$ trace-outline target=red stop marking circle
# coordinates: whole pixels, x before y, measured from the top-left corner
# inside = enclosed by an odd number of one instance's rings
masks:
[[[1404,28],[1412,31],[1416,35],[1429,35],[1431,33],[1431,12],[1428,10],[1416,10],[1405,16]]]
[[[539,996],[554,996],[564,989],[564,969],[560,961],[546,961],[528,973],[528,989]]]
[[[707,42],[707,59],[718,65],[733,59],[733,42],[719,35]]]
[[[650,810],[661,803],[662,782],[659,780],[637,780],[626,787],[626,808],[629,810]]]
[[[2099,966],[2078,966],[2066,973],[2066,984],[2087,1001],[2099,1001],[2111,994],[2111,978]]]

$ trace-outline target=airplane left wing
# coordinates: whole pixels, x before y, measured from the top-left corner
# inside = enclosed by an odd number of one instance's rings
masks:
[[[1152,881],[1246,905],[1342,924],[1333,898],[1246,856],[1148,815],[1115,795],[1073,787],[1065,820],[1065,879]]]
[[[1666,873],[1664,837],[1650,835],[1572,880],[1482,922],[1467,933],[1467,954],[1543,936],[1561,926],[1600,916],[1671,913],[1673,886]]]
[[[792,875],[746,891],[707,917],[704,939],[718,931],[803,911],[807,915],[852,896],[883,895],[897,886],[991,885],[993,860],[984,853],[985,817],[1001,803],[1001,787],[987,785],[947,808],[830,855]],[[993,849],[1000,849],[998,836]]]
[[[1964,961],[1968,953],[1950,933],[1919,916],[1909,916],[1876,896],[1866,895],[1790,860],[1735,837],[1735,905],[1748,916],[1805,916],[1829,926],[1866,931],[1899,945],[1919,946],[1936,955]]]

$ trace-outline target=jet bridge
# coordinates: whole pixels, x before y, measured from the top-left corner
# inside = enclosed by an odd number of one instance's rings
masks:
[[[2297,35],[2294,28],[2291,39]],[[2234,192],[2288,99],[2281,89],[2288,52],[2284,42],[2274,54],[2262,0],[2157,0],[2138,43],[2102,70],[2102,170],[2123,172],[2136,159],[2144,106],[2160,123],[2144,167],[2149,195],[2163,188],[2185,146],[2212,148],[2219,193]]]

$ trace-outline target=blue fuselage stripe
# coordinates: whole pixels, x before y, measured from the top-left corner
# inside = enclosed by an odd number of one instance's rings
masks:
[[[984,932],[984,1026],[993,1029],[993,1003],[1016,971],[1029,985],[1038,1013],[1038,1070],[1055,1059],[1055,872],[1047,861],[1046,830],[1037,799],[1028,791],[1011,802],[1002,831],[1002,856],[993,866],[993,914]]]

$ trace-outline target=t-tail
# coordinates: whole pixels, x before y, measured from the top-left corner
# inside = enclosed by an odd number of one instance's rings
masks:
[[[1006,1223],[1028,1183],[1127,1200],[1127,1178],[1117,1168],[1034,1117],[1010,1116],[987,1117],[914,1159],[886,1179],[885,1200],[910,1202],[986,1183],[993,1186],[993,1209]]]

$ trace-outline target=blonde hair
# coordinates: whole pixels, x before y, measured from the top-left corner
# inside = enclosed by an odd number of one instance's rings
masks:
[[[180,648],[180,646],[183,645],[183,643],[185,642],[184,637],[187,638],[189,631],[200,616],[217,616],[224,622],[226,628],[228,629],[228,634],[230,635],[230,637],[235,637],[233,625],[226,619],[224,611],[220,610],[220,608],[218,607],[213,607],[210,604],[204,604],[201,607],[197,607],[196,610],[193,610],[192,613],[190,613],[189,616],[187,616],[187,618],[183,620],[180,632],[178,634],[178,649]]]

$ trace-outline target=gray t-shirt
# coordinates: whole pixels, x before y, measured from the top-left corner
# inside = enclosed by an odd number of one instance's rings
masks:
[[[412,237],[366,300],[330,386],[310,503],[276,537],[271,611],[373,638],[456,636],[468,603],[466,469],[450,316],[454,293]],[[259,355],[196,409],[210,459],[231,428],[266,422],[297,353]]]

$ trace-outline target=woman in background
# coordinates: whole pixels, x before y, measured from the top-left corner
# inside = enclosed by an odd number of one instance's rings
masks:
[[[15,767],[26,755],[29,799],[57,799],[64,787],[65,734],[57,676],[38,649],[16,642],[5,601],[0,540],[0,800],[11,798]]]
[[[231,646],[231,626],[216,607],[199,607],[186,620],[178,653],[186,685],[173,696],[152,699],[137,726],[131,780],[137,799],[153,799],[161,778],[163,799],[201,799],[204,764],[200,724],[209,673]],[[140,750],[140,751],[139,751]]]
-*-*-
_Work task:_ Write out the full listing exactly as given.

_Task output:_
$ trace-outline target=red stop marking circle
# coordinates: whole pixels, x before y, measured from the top-left corner
# inside = enclosed by an odd number of one instance's rings
masks:
[[[1404,28],[1412,31],[1416,35],[1429,35],[1431,33],[1431,12],[1428,10],[1416,10],[1405,16]]]
[[[539,996],[554,996],[564,989],[564,969],[560,961],[546,961],[528,973],[528,989]]]
[[[707,42],[707,59],[718,65],[733,59],[733,42],[719,35]]]
[[[650,810],[661,803],[662,782],[659,780],[637,780],[626,787],[626,808],[629,810]]]
[[[2099,966],[2078,966],[2066,973],[2066,984],[2087,1001],[2099,1001],[2111,994],[2111,978]]]

$ trace-outline target=airplane left wing
# coordinates: whole pixels, x before y, measured from the top-left corner
# inside = enclosed by an odd number of one instance's rings
masks:
[[[1152,881],[1246,905],[1342,924],[1333,898],[1246,856],[1148,815],[1115,795],[1073,787],[1065,820],[1065,879]]]
[[[1666,873],[1664,837],[1650,835],[1572,880],[1482,922],[1467,933],[1467,954],[1543,936],[1561,926],[1600,916],[1671,913],[1673,886]]]
[[[792,875],[746,891],[707,917],[704,939],[718,931],[803,911],[807,915],[852,896],[883,895],[897,886],[991,885],[993,860],[984,853],[985,817],[1001,803],[1001,787],[987,785],[947,808],[830,855]],[[993,849],[1000,849],[998,836]]]
[[[1964,961],[1968,953],[1950,933],[1919,916],[1909,916],[1876,896],[1866,895],[1790,860],[1735,837],[1735,905],[1748,916],[1805,916],[1829,926],[1866,931],[1899,945],[1919,946],[1936,955]]]

$ trace-outline target=jet bridge
# coordinates: whole pixels, x before y, measured from the top-left corner
# inside = enclosed by an odd number of one instance's rings
masks:
[[[2297,35],[2294,28],[2291,39]],[[2234,192],[2288,99],[2281,89],[2288,52],[2284,42],[2274,54],[2262,0],[2157,0],[2138,43],[2102,70],[2102,170],[2123,172],[2136,159],[2144,106],[2160,123],[2144,167],[2149,195],[2163,188],[2185,146],[2212,148],[2219,193]]]

$ trace-outline target=blue fuselage stripe
# coordinates: whole pixels, x before y, measured from the top-left corner
# inside = enclosed by an odd number of one instance's rings
masks:
[[[984,932],[984,1026],[993,1029],[993,1003],[1016,971],[1029,985],[1038,1013],[1038,1070],[1055,1059],[1055,872],[1047,861],[1046,830],[1037,799],[1028,791],[1011,802],[1002,831],[1002,856],[993,866],[993,914]]]

$ trace-outline target=t-tail
# coordinates: whole pixels, x before y, measured from the top-left corner
# inside = enclosed by an odd number of one instance's rings
masks:
[[[1006,1223],[1028,1183],[1127,1200],[1127,1178],[1117,1168],[1034,1117],[1010,1116],[987,1117],[914,1159],[886,1179],[885,1200],[910,1202],[986,1183],[993,1186],[993,1209]]]

$ trace-outline target=blonde hair
# coordinates: whole pixels, x before y, measured from the top-left corner
# inside = enclosed by an odd number of one instance's rings
masks:
[[[180,648],[180,646],[183,645],[183,643],[185,642],[184,637],[187,638],[189,631],[200,616],[217,616],[224,622],[226,628],[228,629],[228,634],[230,635],[230,637],[235,637],[233,625],[226,619],[224,611],[220,610],[220,608],[218,607],[213,607],[210,604],[204,604],[201,607],[197,607],[196,610],[193,610],[192,613],[190,613],[189,616],[187,616],[187,618],[183,620],[180,632],[178,634],[178,649]]]

$ trace-outline target=gray t-shirt
# coordinates: whole pixels, x before y, measured from the top-left corner
# inside = enclosed by an odd number of one instance's rings
masks:
[[[412,237],[366,300],[330,386],[310,503],[276,537],[271,611],[373,638],[456,636],[468,603],[466,469],[450,316],[454,293]],[[259,355],[196,409],[210,459],[231,428],[266,422],[297,353]]]

$ trace-outline target=woman in background
# coordinates: whole pixels, x before y, measured from the top-left corner
# inside = enclosed by an odd number of one instance's rings
masks:
[[[15,767],[26,755],[29,799],[57,799],[64,787],[65,734],[57,676],[38,649],[16,642],[5,601],[0,540],[0,800],[11,798]]]
[[[231,646],[231,626],[216,607],[199,607],[186,620],[178,653],[186,685],[173,696],[152,699],[137,726],[131,780],[137,799],[153,799],[161,778],[163,799],[201,799],[204,764],[200,724],[209,673]],[[140,750],[140,751],[139,751]]]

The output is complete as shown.